• [Given task] In the listing, take the lines from the one containing "Someone flagged bird's head" through the one containing "[599,310,722,493]", both included. Write out only those lines again, swapping "flagged" for "marked" and leaving everything else unchanged.

[Dataset entries]
___

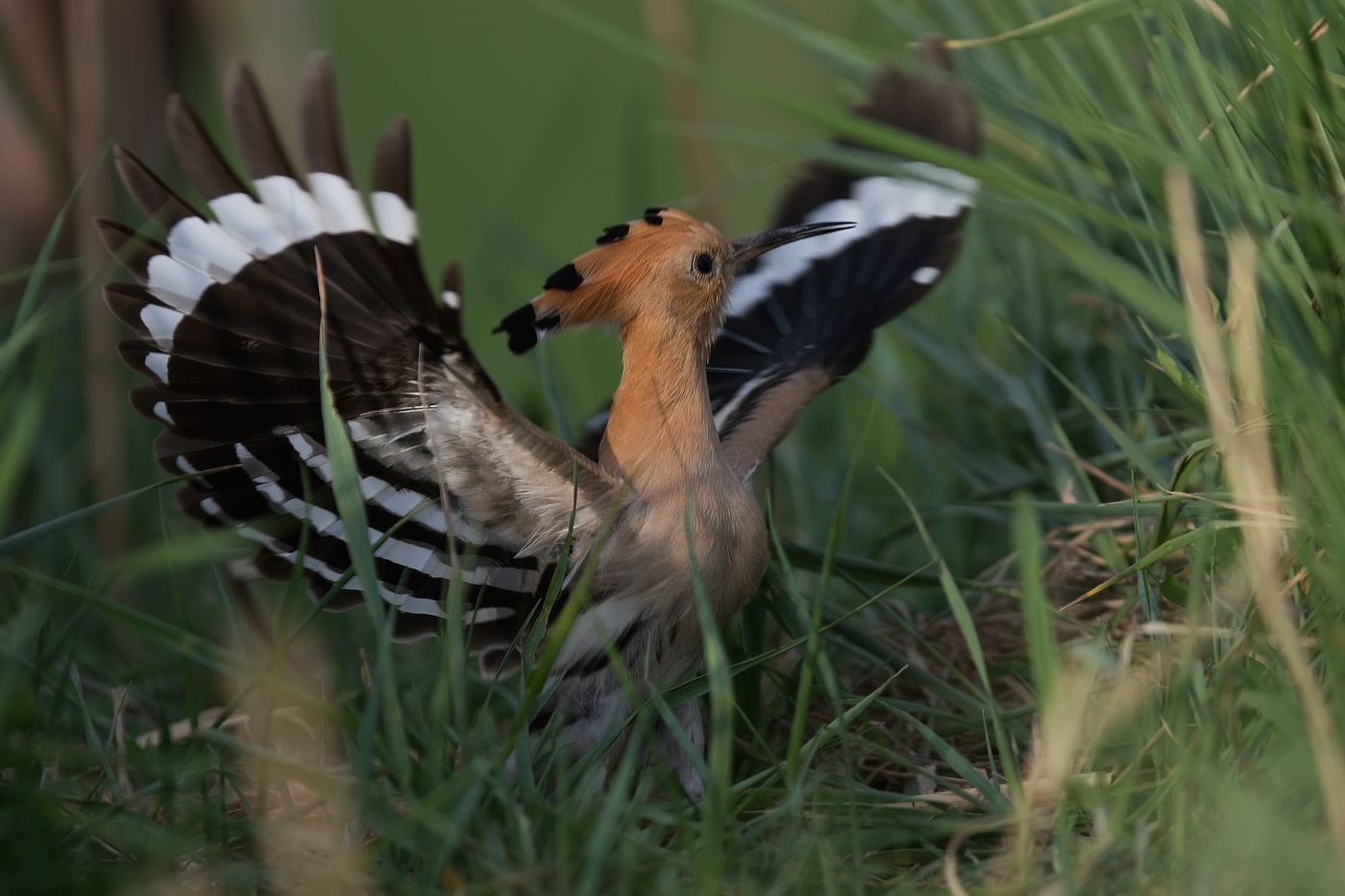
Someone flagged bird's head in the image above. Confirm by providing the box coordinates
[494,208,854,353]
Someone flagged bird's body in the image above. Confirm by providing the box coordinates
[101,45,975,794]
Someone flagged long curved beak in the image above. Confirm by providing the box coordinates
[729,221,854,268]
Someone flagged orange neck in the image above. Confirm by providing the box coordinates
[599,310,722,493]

___

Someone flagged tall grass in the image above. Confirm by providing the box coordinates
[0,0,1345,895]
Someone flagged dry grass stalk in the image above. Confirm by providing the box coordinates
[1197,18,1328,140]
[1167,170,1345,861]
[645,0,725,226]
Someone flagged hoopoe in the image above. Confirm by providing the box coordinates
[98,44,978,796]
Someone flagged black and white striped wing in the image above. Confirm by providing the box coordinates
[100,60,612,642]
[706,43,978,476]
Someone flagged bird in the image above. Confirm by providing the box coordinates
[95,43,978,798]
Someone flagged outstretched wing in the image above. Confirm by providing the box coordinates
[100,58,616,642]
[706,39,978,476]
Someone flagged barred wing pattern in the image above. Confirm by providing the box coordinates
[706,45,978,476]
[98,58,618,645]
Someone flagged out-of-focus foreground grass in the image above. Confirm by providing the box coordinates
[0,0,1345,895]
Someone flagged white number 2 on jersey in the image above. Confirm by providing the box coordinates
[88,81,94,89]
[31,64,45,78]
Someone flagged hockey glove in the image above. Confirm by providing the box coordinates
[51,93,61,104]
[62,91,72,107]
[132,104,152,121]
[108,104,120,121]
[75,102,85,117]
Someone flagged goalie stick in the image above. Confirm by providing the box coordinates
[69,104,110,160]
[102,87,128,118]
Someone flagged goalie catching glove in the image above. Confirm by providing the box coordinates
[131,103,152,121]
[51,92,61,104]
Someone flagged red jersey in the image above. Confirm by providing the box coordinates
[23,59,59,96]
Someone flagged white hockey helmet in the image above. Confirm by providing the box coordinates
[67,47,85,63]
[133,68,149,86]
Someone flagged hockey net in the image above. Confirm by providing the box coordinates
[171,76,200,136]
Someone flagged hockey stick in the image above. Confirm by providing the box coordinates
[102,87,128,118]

___

• [Output of the task]
Someone marked bird's head in the image above. Confirm by providing the box coordinates
[494,208,854,353]
Someone marked bird's body in the image above. Confirm by providing the box coordinates
[101,45,975,794]
Someone marked long curved beak in the image above. Confirm by providing the box coordinates
[729,221,854,268]
Someone marked orange neck in the image above. Confirm by providing the box coordinates
[599,310,722,493]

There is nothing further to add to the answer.